* Extract provided
* Start *

Skip to the content

Clark: Why the election means very little to your portfolio

20 April 2015

Fidelity’s Michael Clark tells FE Trustnet why investors would be making a mistake if they were to make wholesale changes to their portfolio in the build-up to the election.

By Alex Paget,

Senior Reporter, FE Trustnet

Investors are making a mistake if they are considering changing their portfolio as a result of the upcoming general election, according to star manager Michael Clark, who says that while volatility is bound to increase, any effects of the political uncertainty won’t be long-lasting.

Like in most other equity markets, 2015 has so far been a very good year for UK investors, because while general macroeconomic fears remain, the FTSE 100 has broken through its record high and is currently trading above the 7,000 level.

This means that the FTSE All Share and the average fund in the IA UK All Companies and IA UK Equity Income sectors are already up close to 10 per cent year to date, according to FE Analytics.

* End *

* Excerpted data
* Start *

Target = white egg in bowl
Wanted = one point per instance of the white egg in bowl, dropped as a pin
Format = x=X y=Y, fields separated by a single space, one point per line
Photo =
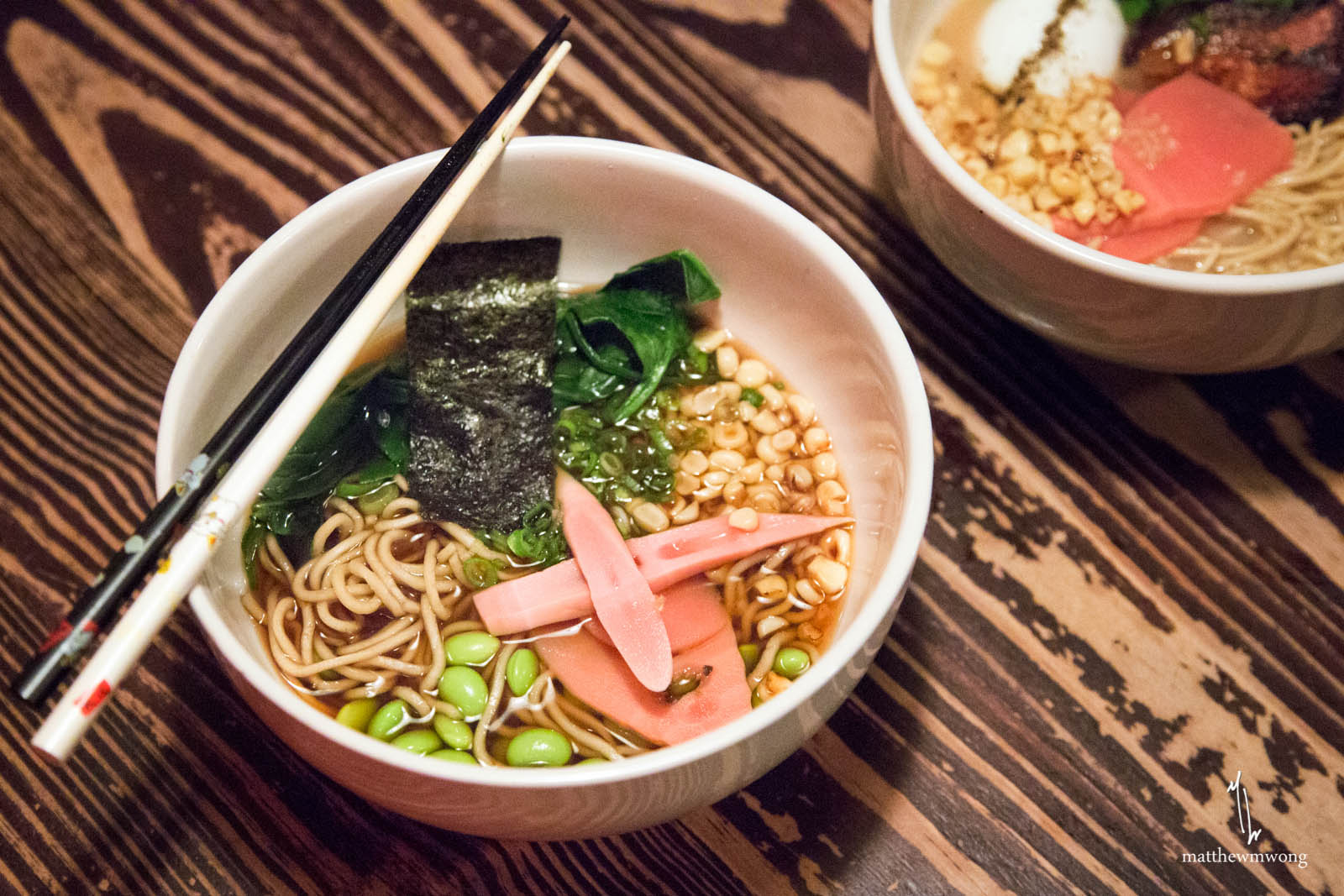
x=1000 y=233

* End *

* Stated goal A
Translate this sentence from the article on the election and investment portfolios into French: "Like in most other equity markets, 2015 has so far been a very good year for UK investors, because while general macroeconomic fears remain, the FTSE 100 has broken through its record high and is currently trading above the 7,000 level."
* Stated goal B
Write the passage that follows the final sentence of the article on the election and investment portfolios.

* Output A
Comme sur la plupart des autres marchés actions, 2015 a jusqu'à présent été une très bonne année pour les investisseurs britanniques, car, si les craintes macroéconomiques générales persistent, le FTSE 100 a dépassé son record historique et se négocie actuellement au-dessus du niveau des 7 000 points.

* Output B
Performance of sectors and index in 2015

 

Source: FE Analytics

However, a number of leading industry experts have warned that those returns are unlikely to continue given that the UK will go to the polls next month for what is expected to be the most hotly contested general election in a generation.

The likes of Neptune’s Robin Geffen, FE Alpha Manager Bill McQuaker and FE Alpha Manager Luke Newman have all warned that, given a hung parliament is the most likely outcome, investors should expect all UK assets to go through a period of volatility and underperformance as a result of the political uncertainty.

However, Clark – manager of the £1.1bn Fidelity Moneybuilder Dividend fund – says that there has been far too much scaremongering around the election and investors shouldn’t expect any outcome from the vote to be too long lasting.

“It’s true that the upcoming election may cause some volatility in the market, but I don’t see this as a major problem and I don’t see it lasting,” Clark (pictured) said.

A number of FE Trustnet articles have highlighted that politics hasn’t had a material effect on the UK stock market in the past.

While volatility spiked around the actual date of the election, the FTSE All Share has made decent gains in four out of the past five election years. The exception was in 2001, but the FTSE’s losses of 13.29 per cent were largely due to the deflating dotcom bubble and the September Twin Tower terrorist attacks rather than anything to do with Labour’s victory.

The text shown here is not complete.